— START OF Rows —
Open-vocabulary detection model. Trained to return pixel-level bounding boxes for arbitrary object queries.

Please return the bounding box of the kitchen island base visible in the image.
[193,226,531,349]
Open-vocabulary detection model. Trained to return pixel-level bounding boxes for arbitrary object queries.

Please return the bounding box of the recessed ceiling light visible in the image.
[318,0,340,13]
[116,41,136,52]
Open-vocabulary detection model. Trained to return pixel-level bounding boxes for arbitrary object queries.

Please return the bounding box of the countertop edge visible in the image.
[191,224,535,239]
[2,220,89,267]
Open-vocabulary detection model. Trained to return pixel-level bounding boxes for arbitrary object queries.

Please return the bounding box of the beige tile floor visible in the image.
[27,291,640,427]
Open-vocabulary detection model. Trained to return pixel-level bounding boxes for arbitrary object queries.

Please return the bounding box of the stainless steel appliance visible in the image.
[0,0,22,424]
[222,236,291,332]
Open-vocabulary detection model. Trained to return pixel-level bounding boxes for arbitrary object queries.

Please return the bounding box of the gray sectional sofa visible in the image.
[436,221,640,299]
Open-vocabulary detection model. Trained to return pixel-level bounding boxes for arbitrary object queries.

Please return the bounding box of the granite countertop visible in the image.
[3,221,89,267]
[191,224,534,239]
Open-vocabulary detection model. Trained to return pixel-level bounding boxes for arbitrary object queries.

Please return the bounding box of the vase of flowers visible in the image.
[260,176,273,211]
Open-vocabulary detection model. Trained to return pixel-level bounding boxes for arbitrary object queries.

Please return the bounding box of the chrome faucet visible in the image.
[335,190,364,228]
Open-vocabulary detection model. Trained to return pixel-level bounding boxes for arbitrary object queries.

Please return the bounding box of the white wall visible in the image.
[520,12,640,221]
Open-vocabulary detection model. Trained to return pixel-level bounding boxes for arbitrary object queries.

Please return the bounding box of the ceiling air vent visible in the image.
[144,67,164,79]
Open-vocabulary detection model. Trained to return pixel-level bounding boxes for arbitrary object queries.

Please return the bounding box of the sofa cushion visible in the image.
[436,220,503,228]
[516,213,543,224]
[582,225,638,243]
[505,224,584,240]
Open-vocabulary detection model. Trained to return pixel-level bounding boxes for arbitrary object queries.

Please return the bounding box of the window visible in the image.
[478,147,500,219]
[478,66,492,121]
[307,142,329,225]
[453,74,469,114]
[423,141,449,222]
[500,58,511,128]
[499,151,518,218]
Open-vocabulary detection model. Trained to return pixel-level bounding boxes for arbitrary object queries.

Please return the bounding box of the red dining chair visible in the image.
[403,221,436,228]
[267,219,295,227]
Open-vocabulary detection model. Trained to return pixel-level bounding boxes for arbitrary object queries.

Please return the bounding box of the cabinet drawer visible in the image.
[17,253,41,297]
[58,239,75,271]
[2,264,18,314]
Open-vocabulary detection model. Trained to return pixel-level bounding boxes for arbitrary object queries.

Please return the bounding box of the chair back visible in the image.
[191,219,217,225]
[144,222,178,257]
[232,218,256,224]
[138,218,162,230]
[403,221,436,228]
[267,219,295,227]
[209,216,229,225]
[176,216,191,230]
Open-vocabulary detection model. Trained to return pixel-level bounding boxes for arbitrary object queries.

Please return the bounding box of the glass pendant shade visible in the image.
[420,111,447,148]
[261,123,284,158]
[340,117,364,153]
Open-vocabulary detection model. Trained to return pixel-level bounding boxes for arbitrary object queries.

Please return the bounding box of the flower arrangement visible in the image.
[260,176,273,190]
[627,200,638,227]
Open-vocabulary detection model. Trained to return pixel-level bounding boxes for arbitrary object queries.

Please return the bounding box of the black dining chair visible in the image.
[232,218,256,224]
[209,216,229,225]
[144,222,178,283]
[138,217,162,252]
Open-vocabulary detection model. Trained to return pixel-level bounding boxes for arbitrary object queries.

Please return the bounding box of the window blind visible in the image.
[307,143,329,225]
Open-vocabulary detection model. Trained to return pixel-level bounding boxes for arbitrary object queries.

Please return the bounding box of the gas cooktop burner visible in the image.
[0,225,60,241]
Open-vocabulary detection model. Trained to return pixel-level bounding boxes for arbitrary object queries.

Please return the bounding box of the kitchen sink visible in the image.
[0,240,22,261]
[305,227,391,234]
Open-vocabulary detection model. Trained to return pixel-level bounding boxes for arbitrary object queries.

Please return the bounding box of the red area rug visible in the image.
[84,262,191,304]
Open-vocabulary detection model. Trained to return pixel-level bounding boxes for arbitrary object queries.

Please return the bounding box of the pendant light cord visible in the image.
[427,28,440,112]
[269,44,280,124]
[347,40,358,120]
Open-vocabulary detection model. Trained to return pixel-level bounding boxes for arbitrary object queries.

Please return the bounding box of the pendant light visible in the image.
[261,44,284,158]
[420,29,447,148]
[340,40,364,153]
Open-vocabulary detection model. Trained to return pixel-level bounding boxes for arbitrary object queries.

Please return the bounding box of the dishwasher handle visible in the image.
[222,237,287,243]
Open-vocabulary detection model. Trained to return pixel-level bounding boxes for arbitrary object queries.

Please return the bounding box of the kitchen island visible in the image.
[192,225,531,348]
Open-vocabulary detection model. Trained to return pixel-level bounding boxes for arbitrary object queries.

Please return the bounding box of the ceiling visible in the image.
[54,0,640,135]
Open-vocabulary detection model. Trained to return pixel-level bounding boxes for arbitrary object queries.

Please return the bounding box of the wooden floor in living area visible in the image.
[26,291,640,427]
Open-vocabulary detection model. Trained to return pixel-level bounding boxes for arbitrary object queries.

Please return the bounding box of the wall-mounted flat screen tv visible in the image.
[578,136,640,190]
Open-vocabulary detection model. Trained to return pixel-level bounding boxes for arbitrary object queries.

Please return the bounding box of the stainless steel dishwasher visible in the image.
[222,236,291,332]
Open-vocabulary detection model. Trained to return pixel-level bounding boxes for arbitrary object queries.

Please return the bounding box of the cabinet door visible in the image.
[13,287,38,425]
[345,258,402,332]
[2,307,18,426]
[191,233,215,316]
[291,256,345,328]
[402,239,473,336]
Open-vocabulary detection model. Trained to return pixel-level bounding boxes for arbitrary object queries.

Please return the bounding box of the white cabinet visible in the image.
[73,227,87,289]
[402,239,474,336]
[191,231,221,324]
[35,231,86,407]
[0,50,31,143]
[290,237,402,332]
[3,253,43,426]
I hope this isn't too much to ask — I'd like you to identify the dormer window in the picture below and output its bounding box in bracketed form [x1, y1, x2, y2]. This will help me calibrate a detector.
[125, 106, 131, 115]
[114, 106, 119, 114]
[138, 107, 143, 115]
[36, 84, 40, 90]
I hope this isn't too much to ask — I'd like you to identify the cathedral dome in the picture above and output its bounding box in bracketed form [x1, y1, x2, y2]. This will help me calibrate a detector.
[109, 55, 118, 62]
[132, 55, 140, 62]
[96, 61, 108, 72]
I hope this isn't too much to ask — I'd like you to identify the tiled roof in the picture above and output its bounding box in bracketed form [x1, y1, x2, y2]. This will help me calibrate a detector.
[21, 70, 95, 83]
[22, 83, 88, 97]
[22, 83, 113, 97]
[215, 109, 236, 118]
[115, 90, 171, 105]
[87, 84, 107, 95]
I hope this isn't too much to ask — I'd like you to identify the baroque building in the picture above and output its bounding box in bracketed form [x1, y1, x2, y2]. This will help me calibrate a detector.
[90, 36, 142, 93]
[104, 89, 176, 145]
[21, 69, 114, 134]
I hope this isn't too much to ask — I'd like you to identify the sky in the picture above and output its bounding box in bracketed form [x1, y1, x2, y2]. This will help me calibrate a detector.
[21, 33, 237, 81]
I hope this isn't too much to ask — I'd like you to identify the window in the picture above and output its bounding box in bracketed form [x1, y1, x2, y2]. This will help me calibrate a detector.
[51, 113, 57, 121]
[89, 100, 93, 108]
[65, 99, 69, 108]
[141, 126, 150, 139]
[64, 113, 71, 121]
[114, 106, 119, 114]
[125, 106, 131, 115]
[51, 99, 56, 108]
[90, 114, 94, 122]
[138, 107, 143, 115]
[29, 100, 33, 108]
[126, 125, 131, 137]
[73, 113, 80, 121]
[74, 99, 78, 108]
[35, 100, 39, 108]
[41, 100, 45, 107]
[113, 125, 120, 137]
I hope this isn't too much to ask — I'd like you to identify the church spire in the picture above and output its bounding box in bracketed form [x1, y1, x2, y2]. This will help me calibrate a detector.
— END OF Rows —
(Task directions) From the listing above, extract each line that contains the word "light".

(Solution)
Please return the bounding box of the recessed ceiling light visible in the image.
Please return the bounding box of the pendant light cord visible in the image.
Please return the bounding box of the pendant light visible in the image.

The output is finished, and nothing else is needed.